━━━ DATA SHOWN ━━━

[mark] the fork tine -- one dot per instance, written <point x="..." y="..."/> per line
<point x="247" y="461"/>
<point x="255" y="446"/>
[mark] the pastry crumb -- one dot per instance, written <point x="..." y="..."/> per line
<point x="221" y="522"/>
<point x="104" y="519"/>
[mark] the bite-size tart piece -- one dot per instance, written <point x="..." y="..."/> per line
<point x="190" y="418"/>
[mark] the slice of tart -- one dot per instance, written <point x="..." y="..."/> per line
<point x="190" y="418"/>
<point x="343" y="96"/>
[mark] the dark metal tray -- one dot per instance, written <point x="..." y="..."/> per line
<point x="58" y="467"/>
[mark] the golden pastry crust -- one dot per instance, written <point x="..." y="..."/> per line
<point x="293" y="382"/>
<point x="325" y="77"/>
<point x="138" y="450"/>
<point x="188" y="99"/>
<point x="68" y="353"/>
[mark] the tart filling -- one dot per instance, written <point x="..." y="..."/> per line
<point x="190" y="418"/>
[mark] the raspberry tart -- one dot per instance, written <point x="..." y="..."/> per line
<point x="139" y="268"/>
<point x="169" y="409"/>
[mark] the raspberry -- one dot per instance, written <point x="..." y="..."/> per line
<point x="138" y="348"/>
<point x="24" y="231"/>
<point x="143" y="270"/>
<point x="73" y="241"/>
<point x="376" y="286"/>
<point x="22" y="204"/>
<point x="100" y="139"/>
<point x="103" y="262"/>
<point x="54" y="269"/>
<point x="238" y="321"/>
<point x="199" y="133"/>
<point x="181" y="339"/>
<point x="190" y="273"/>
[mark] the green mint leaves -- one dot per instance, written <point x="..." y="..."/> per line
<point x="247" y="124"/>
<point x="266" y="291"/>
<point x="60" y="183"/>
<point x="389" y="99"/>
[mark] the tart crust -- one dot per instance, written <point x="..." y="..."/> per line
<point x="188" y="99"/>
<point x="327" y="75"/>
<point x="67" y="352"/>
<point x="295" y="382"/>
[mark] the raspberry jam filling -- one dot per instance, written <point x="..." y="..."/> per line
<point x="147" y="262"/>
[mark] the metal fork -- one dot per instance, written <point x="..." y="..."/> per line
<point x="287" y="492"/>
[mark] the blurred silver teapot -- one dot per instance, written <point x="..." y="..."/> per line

━━━

> **TASK DETAILS**
A full, exact copy of the entries is the required answer.

> **EXERCISE RESULT**
[mark] the fork tine -- one dot per instance, written <point x="..." y="..."/> per line
<point x="247" y="461"/>
<point x="255" y="446"/>
[mark] the pastry crumb -- one dot per instance, written <point x="..." y="..."/> per line
<point x="221" y="522"/>
<point x="104" y="519"/>
[mark] the bite-size tart piece -- one dot per instance, written <point x="..." y="..."/> per line
<point x="190" y="418"/>
[mark] the slice of tart -- one dot per instance, written <point x="..." y="..."/> per line
<point x="190" y="418"/>
<point x="343" y="96"/>
[mark] the dark metal tray -- one dot per instance, written <point x="..." y="..."/> per line
<point x="58" y="467"/>
[mark] the golden pastry crust -- one dot per instance, written <point x="..." y="..."/> per line
<point x="293" y="382"/>
<point x="325" y="77"/>
<point x="138" y="450"/>
<point x="188" y="99"/>
<point x="68" y="353"/>
[mark] the tart filling -- one dot per instance, written <point x="..." y="..."/> per line
<point x="190" y="418"/>
[mark] the raspberry tart -- one dot per instance, written <point x="..." y="..."/> per line
<point x="139" y="268"/>
<point x="169" y="409"/>
[mark] the raspberry -- one dot per instance, written <point x="..." y="..."/> per line
<point x="138" y="348"/>
<point x="24" y="231"/>
<point x="143" y="270"/>
<point x="73" y="241"/>
<point x="376" y="286"/>
<point x="22" y="204"/>
<point x="100" y="139"/>
<point x="103" y="262"/>
<point x="54" y="269"/>
<point x="238" y="321"/>
<point x="199" y="133"/>
<point x="181" y="339"/>
<point x="190" y="273"/>
[mark] the green mint leaves -- one dot per instance, written <point x="..." y="..."/> per line
<point x="247" y="124"/>
<point x="266" y="291"/>
<point x="60" y="183"/>
<point x="389" y="99"/>
[mark] the tart crust -- one dot per instance, written <point x="..." y="..."/> per line
<point x="188" y="99"/>
<point x="327" y="75"/>
<point x="67" y="352"/>
<point x="295" y="382"/>
[mark] the raspberry jam filling -- one dot per instance, written <point x="..." y="..."/> per line
<point x="147" y="262"/>
[mark] the metal fork -- one dot per instance, written <point x="..." y="..."/> per line
<point x="287" y="492"/>
[mark] the blurred silver teapot -- one dot per instance, written <point x="..." y="..."/> per line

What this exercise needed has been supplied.